◆ **Trecho para leitura**:

┌────────

Desalento: dos trabalhadores e dos empresários

Clemente Ganz Lúcio

Data original da publicação: 26/05/2019

Passados 140 dias do novo governo, nenhuma palavra sobre a grave situação do desemprego e, muito menos, sobre iniciativas para enfrentar o problema. Considerando que membros da equipe governamental acreditam que a terra é plana, que não há mudança climática ou qualquer outro problema ambiental, que violência se enfrenta com armas e balas, talvez também o desemprego seja um contratempo cuja solução seja esperar junto ao pé de uma goiabeira.

A bem da verdade, na área econômica, havia uma bala de prata. Desde a eleição, a reforma da previdência vinha sendo colocada como a chave capaz de abrir a porta para a dinâmica econômica, ressuscitando a capacidade fiscal do Estado para conduzir o país rumo ao crescimento. Os dias passaram e a fé econômica está mudando, pois, a reforma ainda é alardeada como fundamental, mas já não é mais suficiente. Será necessário agora também desonerar o setor produtivo, privatizar e fazer concessões ao setor privado, vender ativos naturais etc. A agenda completa para o país finalmente apareceu!

É bom lembrar que, em 2016/2017, também houve uma avalanche midiática que divulgou e incutiu na opinião pública a certeza do poder transformador da reforma trabalhista para promover o crescimento do emprego. Os soluços estatísticos dos míseros postos de trabalho gerados declaram que a realidade não corresponde aos dogmas. O que acontece com a vida prática que insiste em não corresponder às “verdades emanadas” pelo mercado?

No mundo real, onde mulheres e homens precisam de emprego e de salário para viver, o desemprego aumenta. Quando surgem, as ocupações são informais, precárias e com baixos salários. Aumentam o número dos desalentados, pessoas que, mesmo precisando muito do emprego, desistem da procura porque não encontram oportunidades e não têm recursos financeiros para gastar com a busca. O desalento é o sintoma de uma gravíssima anemia econômica.

└────────

◆ **Enunciado**: Segundo o texto sobre o desalento, quem são os desalentados?

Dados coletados
┌────────

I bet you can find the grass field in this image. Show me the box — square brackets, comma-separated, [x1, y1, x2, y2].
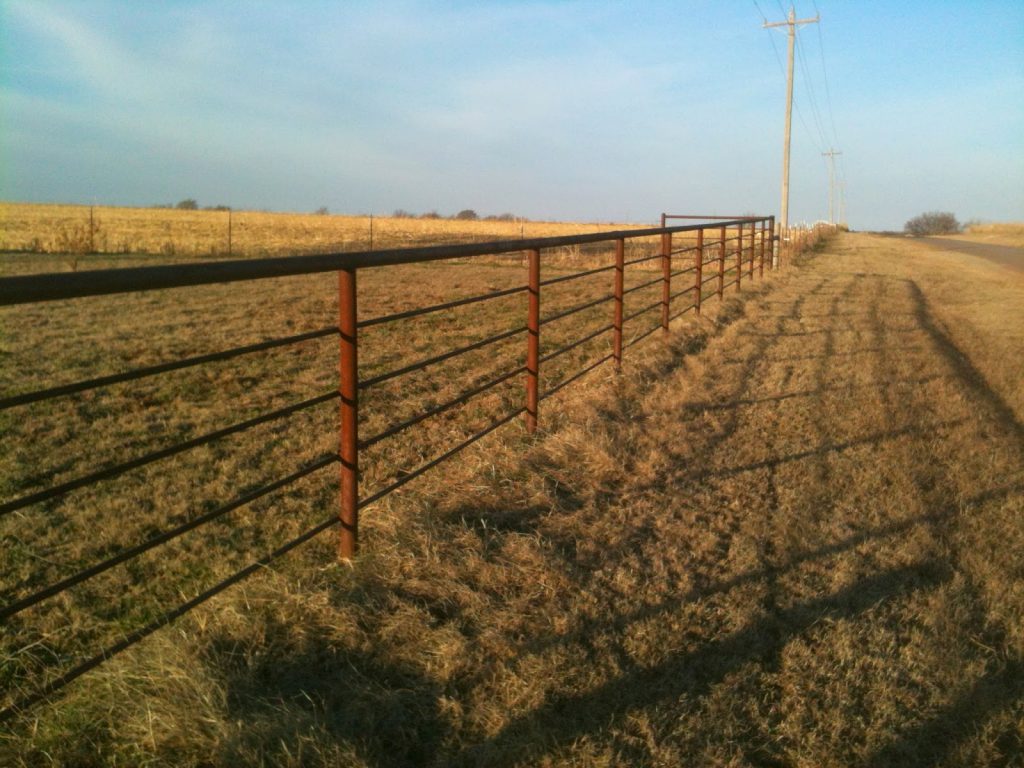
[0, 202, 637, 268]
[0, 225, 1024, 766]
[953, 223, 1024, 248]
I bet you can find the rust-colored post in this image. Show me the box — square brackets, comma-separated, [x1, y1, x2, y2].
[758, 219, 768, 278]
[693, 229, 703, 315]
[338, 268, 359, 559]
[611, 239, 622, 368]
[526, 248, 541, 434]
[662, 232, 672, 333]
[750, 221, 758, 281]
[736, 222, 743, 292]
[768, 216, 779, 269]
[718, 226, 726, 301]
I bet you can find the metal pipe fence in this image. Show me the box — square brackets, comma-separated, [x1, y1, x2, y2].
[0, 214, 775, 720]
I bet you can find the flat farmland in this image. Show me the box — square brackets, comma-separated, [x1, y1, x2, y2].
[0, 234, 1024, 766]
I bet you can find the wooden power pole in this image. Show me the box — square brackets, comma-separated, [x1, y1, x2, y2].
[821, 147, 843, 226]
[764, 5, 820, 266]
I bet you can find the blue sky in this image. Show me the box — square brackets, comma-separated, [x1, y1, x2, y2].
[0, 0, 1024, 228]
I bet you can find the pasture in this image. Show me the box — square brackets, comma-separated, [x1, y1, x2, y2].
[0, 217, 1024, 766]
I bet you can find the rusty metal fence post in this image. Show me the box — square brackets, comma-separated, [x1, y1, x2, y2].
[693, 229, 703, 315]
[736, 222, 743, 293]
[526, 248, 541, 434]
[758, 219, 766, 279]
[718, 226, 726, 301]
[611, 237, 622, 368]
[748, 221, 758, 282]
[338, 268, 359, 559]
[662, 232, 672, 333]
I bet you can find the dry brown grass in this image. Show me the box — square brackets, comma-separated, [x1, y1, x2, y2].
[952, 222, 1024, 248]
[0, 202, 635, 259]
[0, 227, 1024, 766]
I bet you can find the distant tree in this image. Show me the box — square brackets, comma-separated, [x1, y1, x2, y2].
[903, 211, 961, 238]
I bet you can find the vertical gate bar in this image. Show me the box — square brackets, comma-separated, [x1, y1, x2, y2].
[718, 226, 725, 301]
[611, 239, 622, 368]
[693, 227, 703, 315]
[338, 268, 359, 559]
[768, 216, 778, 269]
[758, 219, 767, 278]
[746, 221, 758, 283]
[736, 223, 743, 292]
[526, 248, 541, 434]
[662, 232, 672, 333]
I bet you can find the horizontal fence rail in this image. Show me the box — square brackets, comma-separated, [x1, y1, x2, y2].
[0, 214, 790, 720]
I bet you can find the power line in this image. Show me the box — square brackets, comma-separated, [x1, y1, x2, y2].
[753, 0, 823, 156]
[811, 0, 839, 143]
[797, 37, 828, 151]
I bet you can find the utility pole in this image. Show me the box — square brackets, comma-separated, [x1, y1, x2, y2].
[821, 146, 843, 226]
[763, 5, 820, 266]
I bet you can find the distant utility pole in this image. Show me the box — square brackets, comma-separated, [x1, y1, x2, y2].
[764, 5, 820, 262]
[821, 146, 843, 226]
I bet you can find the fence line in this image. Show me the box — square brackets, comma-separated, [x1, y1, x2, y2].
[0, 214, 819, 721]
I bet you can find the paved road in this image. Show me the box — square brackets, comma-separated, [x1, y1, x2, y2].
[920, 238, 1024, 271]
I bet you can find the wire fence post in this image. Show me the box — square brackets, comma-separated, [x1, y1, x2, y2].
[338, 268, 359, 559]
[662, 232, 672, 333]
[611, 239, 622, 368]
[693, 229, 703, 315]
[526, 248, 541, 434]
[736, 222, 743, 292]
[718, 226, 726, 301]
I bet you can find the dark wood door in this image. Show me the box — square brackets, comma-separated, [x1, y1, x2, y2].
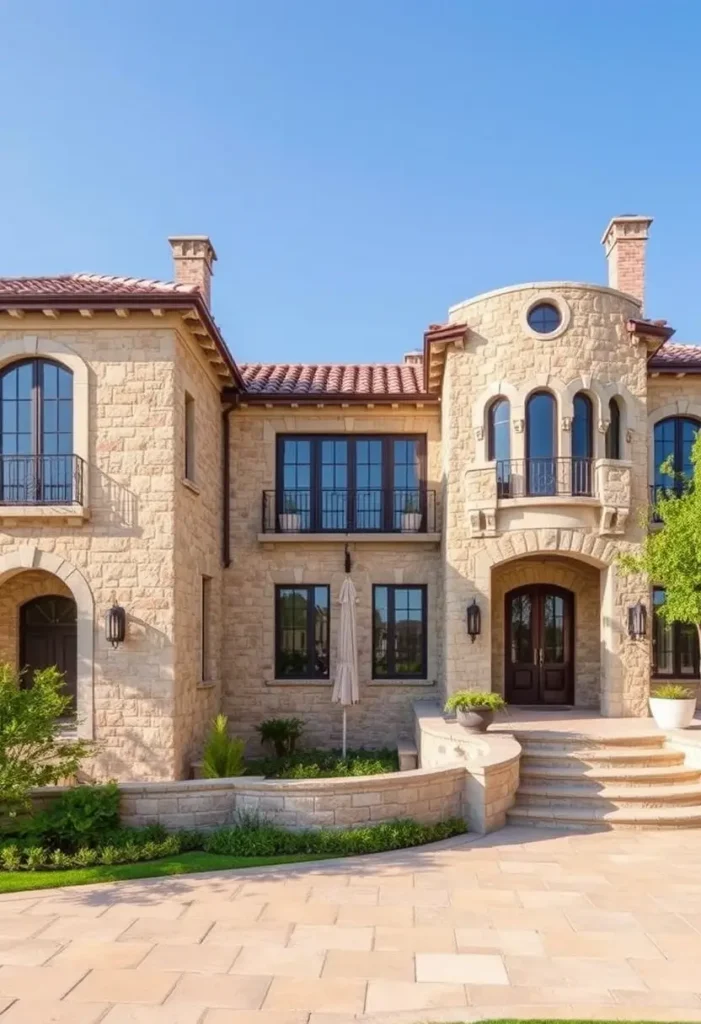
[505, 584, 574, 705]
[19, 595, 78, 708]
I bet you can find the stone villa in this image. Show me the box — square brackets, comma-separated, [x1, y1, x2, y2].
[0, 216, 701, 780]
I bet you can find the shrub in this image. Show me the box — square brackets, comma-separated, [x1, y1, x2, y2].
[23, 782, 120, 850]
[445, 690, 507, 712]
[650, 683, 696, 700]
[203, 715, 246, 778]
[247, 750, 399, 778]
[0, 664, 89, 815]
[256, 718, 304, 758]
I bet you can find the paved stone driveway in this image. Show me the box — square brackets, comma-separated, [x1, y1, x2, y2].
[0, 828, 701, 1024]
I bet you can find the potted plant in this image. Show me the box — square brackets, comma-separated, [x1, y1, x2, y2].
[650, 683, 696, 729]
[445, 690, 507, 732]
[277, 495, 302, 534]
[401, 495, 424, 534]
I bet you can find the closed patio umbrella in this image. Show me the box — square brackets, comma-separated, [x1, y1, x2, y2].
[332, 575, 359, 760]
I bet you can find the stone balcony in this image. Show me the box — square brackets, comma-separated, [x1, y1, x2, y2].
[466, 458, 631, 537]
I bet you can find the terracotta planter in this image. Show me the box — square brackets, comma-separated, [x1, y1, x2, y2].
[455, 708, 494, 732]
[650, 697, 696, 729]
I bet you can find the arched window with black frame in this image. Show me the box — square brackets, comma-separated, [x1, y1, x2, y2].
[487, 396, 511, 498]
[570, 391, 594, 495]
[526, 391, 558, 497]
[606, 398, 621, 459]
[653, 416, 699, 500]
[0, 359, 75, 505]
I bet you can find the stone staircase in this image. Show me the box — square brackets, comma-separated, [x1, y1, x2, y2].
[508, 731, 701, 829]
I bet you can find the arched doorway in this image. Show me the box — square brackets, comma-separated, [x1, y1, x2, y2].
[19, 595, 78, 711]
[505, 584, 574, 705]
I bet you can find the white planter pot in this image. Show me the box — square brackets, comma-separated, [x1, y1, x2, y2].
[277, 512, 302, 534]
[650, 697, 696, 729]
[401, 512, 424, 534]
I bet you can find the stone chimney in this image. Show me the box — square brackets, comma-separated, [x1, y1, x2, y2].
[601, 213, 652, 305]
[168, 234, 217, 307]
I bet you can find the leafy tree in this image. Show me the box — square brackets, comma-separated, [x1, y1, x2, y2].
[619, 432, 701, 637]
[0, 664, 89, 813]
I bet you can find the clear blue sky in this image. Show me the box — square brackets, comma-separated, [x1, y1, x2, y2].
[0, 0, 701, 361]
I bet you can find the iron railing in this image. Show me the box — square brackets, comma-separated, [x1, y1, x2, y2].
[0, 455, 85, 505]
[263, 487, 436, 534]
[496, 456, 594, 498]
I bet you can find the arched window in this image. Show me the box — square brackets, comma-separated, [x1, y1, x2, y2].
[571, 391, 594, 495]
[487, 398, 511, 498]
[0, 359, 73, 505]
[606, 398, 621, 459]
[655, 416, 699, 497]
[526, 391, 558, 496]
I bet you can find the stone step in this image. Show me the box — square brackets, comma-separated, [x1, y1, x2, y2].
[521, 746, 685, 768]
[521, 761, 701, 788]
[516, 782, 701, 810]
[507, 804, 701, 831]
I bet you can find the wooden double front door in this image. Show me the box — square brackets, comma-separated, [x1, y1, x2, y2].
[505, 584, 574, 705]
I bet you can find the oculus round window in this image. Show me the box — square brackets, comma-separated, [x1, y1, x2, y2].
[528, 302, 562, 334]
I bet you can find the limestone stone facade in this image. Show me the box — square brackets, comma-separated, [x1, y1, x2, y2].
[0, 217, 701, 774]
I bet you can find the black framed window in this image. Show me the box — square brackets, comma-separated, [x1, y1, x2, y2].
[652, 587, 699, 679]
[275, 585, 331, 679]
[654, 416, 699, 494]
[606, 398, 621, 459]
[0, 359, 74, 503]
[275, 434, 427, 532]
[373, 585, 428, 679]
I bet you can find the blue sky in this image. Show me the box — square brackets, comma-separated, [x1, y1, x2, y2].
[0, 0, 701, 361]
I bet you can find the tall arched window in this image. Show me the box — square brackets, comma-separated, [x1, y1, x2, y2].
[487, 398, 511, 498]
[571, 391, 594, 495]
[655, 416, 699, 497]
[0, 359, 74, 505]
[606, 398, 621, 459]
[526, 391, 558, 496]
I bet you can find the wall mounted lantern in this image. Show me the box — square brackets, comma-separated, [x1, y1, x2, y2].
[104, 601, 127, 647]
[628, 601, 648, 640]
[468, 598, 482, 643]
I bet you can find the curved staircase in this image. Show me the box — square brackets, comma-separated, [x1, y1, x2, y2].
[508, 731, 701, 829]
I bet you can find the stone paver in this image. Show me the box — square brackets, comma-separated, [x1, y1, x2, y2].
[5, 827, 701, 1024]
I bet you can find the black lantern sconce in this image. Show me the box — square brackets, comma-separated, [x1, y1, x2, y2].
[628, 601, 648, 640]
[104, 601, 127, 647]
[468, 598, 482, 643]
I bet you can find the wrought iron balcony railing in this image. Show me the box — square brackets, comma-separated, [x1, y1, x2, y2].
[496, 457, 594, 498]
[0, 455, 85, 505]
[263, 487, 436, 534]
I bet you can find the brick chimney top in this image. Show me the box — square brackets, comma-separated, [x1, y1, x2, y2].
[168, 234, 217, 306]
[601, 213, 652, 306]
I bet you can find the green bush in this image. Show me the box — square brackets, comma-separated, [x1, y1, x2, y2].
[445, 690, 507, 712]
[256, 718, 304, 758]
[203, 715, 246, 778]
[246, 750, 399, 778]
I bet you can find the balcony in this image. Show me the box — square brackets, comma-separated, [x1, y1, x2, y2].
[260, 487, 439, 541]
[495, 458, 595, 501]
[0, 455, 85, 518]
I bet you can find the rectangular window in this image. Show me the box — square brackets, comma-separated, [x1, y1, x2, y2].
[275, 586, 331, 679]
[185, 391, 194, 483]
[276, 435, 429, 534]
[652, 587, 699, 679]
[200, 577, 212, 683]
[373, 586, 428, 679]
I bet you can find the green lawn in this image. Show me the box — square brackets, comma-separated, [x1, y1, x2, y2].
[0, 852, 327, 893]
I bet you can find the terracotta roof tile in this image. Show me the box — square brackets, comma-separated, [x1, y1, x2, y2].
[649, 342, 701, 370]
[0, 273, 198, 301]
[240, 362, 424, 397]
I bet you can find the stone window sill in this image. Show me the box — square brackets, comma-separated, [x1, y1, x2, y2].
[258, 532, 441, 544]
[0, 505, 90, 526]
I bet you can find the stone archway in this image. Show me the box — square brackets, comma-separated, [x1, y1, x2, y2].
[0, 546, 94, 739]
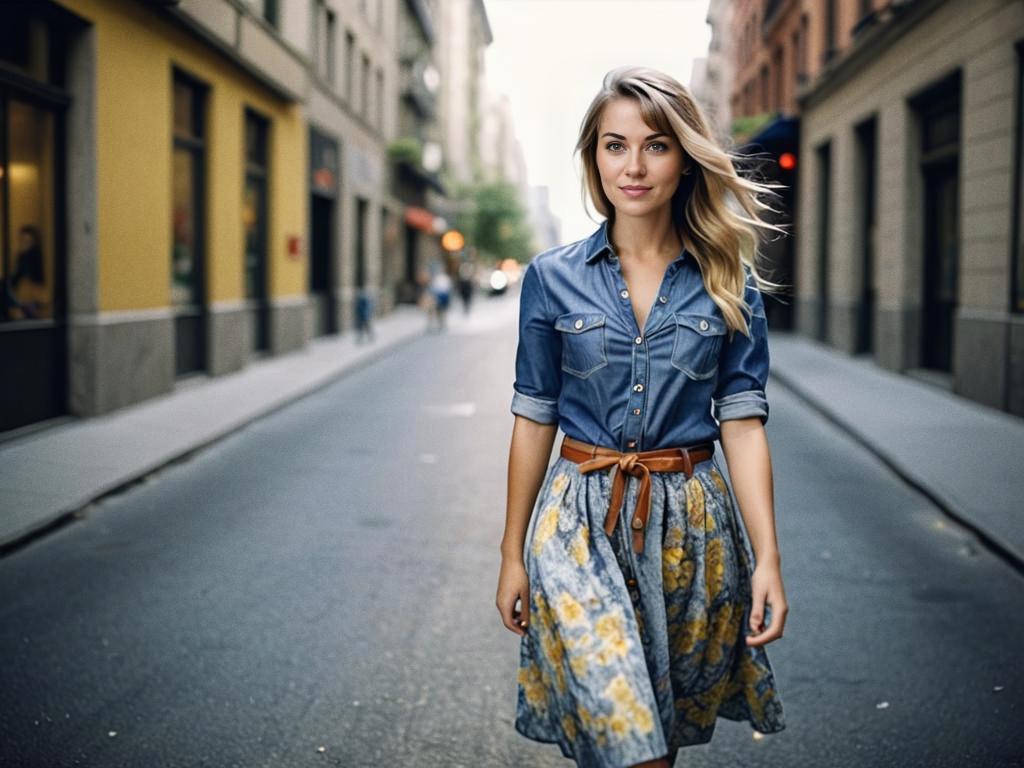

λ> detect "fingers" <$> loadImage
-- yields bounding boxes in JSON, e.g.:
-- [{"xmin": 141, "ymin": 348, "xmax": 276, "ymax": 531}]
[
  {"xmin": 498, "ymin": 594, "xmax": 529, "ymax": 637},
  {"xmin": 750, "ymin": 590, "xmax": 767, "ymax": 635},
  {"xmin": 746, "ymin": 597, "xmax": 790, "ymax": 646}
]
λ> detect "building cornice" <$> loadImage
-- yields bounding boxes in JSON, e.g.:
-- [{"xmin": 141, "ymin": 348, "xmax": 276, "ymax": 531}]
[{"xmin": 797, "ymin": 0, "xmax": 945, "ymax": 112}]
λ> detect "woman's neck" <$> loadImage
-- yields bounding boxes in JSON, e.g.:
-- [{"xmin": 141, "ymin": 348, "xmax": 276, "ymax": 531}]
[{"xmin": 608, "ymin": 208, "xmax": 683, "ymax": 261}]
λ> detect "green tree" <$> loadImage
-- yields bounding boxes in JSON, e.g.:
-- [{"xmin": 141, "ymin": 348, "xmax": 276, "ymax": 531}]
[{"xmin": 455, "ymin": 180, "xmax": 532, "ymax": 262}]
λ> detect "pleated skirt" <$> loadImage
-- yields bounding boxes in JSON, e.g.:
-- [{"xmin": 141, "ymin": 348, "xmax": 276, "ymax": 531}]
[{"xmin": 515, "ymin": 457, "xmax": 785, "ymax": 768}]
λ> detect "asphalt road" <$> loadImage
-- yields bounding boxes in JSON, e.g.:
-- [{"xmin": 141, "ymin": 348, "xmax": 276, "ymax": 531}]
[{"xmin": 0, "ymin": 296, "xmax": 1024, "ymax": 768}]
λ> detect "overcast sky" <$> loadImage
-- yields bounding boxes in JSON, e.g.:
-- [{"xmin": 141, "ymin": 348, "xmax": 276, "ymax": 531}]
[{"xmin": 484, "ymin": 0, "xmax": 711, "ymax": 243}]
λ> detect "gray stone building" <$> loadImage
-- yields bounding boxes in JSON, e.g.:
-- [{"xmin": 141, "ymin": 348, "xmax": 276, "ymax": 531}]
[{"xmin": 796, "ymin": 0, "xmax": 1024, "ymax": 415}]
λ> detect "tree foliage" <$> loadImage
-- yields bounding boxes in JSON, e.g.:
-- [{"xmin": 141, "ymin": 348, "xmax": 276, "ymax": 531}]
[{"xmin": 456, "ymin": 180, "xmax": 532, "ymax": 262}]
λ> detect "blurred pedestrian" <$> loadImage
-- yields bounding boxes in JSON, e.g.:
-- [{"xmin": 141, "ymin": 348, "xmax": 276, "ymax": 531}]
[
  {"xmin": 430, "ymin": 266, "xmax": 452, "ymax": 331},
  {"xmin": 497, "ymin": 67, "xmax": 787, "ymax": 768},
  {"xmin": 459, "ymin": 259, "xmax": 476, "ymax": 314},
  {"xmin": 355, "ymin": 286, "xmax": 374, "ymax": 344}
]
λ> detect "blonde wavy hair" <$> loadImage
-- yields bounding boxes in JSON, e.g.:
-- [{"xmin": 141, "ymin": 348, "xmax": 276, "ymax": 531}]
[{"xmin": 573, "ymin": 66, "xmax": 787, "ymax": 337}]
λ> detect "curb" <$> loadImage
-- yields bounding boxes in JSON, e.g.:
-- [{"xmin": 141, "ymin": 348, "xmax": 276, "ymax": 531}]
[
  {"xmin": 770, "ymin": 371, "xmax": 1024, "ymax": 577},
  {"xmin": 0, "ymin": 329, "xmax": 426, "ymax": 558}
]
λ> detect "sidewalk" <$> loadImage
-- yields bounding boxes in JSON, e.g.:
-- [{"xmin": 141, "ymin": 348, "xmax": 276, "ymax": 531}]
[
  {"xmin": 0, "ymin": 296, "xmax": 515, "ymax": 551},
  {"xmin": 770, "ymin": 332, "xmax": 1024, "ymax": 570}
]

└────────

◆ **Resposta**: São pessoas que, mesmo precisando muito do emprego, desistem da procura porque não encontram oportunidades e não têm recursos financeiros para gastar com a busca.